--- YOUR ASSIGNMENT ---
Your task is to set down the records below again, exactly.

(Natural-language object grounding data)
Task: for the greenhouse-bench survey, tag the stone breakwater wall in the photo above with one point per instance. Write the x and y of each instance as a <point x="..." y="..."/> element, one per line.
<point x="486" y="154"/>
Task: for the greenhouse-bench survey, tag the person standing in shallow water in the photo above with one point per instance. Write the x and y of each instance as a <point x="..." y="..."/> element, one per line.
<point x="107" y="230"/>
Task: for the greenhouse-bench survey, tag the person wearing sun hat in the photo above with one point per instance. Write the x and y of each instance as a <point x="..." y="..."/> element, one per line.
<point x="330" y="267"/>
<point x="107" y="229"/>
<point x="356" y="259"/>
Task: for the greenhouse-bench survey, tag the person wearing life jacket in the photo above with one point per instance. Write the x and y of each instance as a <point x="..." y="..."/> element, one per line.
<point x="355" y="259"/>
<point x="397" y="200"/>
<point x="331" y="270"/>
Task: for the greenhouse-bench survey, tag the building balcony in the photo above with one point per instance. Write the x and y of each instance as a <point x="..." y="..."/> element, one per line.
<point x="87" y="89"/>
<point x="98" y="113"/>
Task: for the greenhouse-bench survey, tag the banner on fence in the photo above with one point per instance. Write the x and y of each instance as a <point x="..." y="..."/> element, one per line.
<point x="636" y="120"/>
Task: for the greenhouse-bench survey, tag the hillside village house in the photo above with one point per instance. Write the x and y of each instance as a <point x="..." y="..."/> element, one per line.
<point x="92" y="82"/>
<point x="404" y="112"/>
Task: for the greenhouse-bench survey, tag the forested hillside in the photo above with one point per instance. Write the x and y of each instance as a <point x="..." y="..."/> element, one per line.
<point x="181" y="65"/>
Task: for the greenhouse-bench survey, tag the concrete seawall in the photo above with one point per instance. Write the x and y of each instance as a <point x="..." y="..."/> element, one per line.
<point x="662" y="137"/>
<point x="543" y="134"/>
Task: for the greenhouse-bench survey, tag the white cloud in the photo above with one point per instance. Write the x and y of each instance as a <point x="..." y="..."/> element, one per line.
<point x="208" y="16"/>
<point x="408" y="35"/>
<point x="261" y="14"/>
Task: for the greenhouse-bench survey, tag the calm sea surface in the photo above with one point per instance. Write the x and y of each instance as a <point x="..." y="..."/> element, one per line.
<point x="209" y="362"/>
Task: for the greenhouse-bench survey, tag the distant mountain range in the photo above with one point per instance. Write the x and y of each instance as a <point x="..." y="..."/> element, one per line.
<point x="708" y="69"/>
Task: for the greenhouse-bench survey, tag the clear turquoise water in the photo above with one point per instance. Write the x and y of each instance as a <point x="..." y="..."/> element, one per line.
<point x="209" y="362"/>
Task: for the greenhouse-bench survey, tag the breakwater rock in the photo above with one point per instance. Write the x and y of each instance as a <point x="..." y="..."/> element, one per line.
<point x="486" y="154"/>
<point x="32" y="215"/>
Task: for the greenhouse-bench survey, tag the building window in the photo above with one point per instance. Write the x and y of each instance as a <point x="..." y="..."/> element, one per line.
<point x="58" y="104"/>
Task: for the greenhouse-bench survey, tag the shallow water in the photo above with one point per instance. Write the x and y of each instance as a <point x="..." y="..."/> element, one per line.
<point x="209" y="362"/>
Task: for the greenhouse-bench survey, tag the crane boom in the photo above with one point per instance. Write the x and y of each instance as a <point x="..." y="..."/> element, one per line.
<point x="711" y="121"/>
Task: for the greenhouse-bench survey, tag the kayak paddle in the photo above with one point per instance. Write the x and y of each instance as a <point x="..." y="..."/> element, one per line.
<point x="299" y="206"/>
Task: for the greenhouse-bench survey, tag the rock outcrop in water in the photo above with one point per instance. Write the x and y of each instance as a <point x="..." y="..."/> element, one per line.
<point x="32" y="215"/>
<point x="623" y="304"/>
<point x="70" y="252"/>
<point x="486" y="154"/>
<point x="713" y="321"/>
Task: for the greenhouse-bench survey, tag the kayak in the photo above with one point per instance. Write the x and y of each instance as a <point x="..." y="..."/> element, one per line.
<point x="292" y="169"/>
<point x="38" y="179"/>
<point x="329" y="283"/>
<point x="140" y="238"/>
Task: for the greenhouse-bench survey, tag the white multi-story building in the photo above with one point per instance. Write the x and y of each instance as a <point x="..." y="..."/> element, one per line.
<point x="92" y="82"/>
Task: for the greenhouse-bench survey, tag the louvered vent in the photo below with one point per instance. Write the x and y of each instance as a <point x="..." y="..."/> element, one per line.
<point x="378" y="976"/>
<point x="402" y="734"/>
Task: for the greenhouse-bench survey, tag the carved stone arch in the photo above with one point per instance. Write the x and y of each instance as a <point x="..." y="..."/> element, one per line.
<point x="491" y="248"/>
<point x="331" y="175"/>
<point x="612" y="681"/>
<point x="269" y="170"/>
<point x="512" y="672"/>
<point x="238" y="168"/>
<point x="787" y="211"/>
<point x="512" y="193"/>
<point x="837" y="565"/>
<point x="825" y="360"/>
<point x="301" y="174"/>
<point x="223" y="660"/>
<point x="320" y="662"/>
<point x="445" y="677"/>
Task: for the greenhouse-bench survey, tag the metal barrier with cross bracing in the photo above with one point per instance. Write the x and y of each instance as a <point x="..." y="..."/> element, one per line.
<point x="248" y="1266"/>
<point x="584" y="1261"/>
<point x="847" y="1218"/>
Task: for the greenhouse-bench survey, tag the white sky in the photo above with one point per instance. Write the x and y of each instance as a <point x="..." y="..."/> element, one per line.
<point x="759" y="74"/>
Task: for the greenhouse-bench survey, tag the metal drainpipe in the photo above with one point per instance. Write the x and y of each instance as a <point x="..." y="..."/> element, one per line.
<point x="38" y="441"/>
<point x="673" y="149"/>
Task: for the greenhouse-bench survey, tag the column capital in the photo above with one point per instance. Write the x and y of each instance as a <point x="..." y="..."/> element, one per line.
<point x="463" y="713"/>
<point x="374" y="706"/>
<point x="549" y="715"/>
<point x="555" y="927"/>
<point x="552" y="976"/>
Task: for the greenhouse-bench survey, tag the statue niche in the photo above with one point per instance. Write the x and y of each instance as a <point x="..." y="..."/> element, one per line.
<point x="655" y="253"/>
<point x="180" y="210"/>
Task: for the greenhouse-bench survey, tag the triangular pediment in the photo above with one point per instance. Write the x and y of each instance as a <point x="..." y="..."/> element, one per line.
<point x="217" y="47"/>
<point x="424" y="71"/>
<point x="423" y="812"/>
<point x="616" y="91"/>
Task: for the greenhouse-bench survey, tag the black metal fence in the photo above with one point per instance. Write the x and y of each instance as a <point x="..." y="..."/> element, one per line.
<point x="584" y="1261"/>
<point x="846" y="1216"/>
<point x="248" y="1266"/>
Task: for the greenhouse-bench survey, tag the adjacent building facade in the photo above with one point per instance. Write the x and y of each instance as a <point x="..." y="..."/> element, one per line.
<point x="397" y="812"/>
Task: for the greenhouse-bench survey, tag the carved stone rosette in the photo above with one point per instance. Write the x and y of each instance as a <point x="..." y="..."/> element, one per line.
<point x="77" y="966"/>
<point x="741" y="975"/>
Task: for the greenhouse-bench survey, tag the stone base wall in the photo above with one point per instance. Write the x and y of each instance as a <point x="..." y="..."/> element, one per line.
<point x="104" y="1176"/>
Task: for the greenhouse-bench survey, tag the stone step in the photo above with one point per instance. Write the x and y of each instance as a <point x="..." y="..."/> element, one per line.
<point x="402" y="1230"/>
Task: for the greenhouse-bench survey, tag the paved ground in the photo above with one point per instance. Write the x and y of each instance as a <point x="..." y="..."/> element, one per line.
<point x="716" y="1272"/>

--- EXERCISE OUTPUT ---
Task: for the greenhouse-bench survey, tag the stone breakwater wall in the photo above with one point per instance. Write the x and y of each instance as a <point x="..." y="..."/> element, one per line.
<point x="486" y="154"/>
Task: for the greenhouse-bench survey, tag the person standing in shallow water in the photo above with one point per instance. Write the x and y of each instance as a <point x="..." y="..."/> element, one per line.
<point x="107" y="230"/>
Task: for the greenhouse-bench survey, tag the person wearing sun hat in the photo above with one point per instance. Write the x and y of each instance as a <point x="..." y="..."/> element, one per line.
<point x="330" y="267"/>
<point x="107" y="229"/>
<point x="356" y="259"/>
Task: for the greenhouse-bench survey, tag the person wearing life jacket in the photo above with one point per instance. Write the x and y of each instance as a <point x="..." y="..."/> element, one per line.
<point x="355" y="259"/>
<point x="397" y="200"/>
<point x="331" y="270"/>
Task: for the greenhouse-bench survey, tag the building balcony in the photo above with one point per instance. Write the x and y of each instance as a <point x="..." y="..."/> element, one per line.
<point x="87" y="89"/>
<point x="98" y="113"/>
Task: for the greenhouse-bench survey, tag the banner on fence in the photo above with one point per instance. Write the x and y of each instance as a <point x="..." y="..."/> element, one per line.
<point x="636" y="120"/>
Task: for the greenhouse-bench survey, tag the hillside village house in the photo above with one point per instance. Write the x and y of each instance as a <point x="..." y="..."/> element, one per line.
<point x="92" y="82"/>
<point x="404" y="112"/>
Task: for the greenhouse-bench survey, tag the forested hillside in the photo above with one point per instance. Write the x and y of each instance as a <point x="..." y="..."/> element, one per line.
<point x="181" y="65"/>
Task: for the greenhouse-bench survey, tag the concrete seawall in the photo above with one point per instance. Write the x and y of each instance as a <point x="..." y="..."/> element, one per line.
<point x="662" y="137"/>
<point x="543" y="134"/>
Task: for the greenhouse-bench survey, tag the white cloud in the photo above with one point per instance. Write the x and y of each instance as a <point x="..." y="..."/> element, one per line.
<point x="208" y="16"/>
<point x="408" y="35"/>
<point x="261" y="14"/>
Task: for the greenhouse-bench survey, tag the calm sea surface in the photo above with one point per instance. Write the x and y of each instance as a <point x="..." y="..."/> element, one per line.
<point x="209" y="362"/>
Task: for the greenhouse-bench survey, tag the distant mountain range in the photo above with one point per instance. Write the x and y of each instance as a <point x="..." y="..."/> element, one per line.
<point x="708" y="69"/>
Task: for the greenhouse-bench survey, tag the clear turquoise water in the photo above with one point per instance. Write the x and y of each instance as a <point x="..." y="..."/> element, one per line.
<point x="209" y="362"/>
Task: for the greenhouse-bench survey, tag the breakwater rock in the photo above with one point per instance. Write the x and y of each instance as a <point x="..." y="..."/> element, one per line.
<point x="486" y="154"/>
<point x="32" y="215"/>
Task: for the greenhouse-bench survey, tag the building window in the photo above with one point per instance. Write the x and y of each instance as a <point x="..." y="..."/> element, one per line.
<point x="58" y="104"/>
Task: for the greenhouse-bench survey, tag the shallow water in the photo above with one point per instance. Write the x and y of each instance as a <point x="..." y="..."/> element, one per line.
<point x="209" y="362"/>
Task: for the greenhouse-bench survey, tag the crane boom in the photo above with one point per instance. Write the x and y of each instance as a <point x="..." y="..."/> element, one per line.
<point x="711" y="121"/>
Task: for the greenhouse-bench survey, tag the kayak paddle in the photo above with one point per instance. Write the x and y of each instance as a <point x="..." y="..."/> element, one per line.
<point x="299" y="206"/>
Task: for the greenhouse-bench survey, tag the rock outcrop in water in the photo above with one point per instance. Write the x and y of each instance as a <point x="..." y="..."/> element, one per line.
<point x="32" y="215"/>
<point x="623" y="304"/>
<point x="70" y="252"/>
<point x="486" y="154"/>
<point x="713" y="321"/>
Task: for the greenhouse-bench survey, tag the kayak in the photo above with one point per instance. Write the x and y of each instance as a <point x="..." y="..."/> element, one per line.
<point x="292" y="169"/>
<point x="38" y="179"/>
<point x="329" y="283"/>
<point x="140" y="238"/>
Task: for the greenhouse-bench survey, tag the white multi-story building in the photo above with one point per instance. Write the x and y of each instance as a <point x="..." y="..."/> element, one per line.
<point x="92" y="82"/>
Task: for the greenhouse-bench survey, tag the louvered vent in the photo below with one point per instance. Write the x and y of each instance as a <point x="..." y="..."/> element, one per line.
<point x="378" y="976"/>
<point x="402" y="734"/>
Task: for the greenhouse-bench survey, tag the carved stone arch in the photo above with one point per instance. Write the x and y of each instance as a <point x="..." y="..."/> element, one per line.
<point x="491" y="248"/>
<point x="331" y="175"/>
<point x="612" y="681"/>
<point x="269" y="170"/>
<point x="512" y="672"/>
<point x="238" y="168"/>
<point x="787" y="211"/>
<point x="512" y="193"/>
<point x="837" y="565"/>
<point x="825" y="360"/>
<point x="301" y="174"/>
<point x="223" y="660"/>
<point x="320" y="662"/>
<point x="445" y="677"/>
Task: for the greenhouse-bench survey, tag the metal barrier with cross bracing in the photo above with one point per instance. Write the x and y of each instance as a <point x="..." y="..."/> element, one per line.
<point x="248" y="1266"/>
<point x="584" y="1261"/>
<point x="847" y="1218"/>
Task: for the greenhouse-bench survey, tag the white sky in the photo above with one point per instance. Write the x and y of each instance as a <point x="..." y="..."/> element, one per line.
<point x="759" y="74"/>
Task: for the greenhouse-bench survey, tag the metal drainpipe in the photo above with one point per instance. Write the x and y of each instance as a <point x="..." y="..."/> element, one per line.
<point x="38" y="441"/>
<point x="673" y="149"/>
Task: for the greenhouse-bench survey, tag the column capital in the photo above with one point per instance. Write the x and y of each instance as a <point x="..." y="..."/> element, one per line.
<point x="463" y="713"/>
<point x="374" y="706"/>
<point x="549" y="715"/>
<point x="555" y="927"/>
<point x="552" y="976"/>
Task: for the greenhouse-bench survey, tag the statue niche in the photo above with one point per instance. Write the x and y of each instance as a <point x="..." y="..."/> element, one per line.
<point x="655" y="253"/>
<point x="180" y="210"/>
Task: for the greenhouse-bench survey, tag the triangular pediment in the photo above with one point per instance. Write the x and y of each instance as a <point x="..." y="..."/> element, one per line.
<point x="217" y="47"/>
<point x="424" y="71"/>
<point x="423" y="812"/>
<point x="616" y="91"/>
Task: for the greenhouse-bench survey, tag the black metal fence in the photo above with one point per instance. Write the x and y of each instance as a <point x="..." y="..."/> element, one per line.
<point x="584" y="1261"/>
<point x="846" y="1216"/>
<point x="248" y="1266"/>
Task: for the greenhouse-bench survey, tag the adjacent building facade in the photo above with one point per instance. Write the x and y of each instance as a <point x="..." y="..."/> element, one per line.
<point x="397" y="812"/>
Task: for the greenhouse-bench survey, tag the carved stone rosette in the photo above with one point per instance. Write the x and y of each instance as a <point x="..." y="..."/> element, one per line.
<point x="77" y="966"/>
<point x="741" y="975"/>
Task: for the greenhouse-bench survey, tag the stone base wall in the photo above with one point per instance. Write the x and y of each instance as a <point x="..." y="..."/> element, one per line.
<point x="104" y="1176"/>
Task: for the greenhouse-bench survey, tag the stone step in the photo above with one point per instance. Write the x and y of each instance as a <point x="..." y="..."/> element, one per line.
<point x="402" y="1230"/>
Task: for the greenhouse-bench survey, tag the paved ground in the photo above with one point per instance. Write the x and y of each instance as a <point x="..." y="..."/> element, one per line.
<point x="716" y="1272"/>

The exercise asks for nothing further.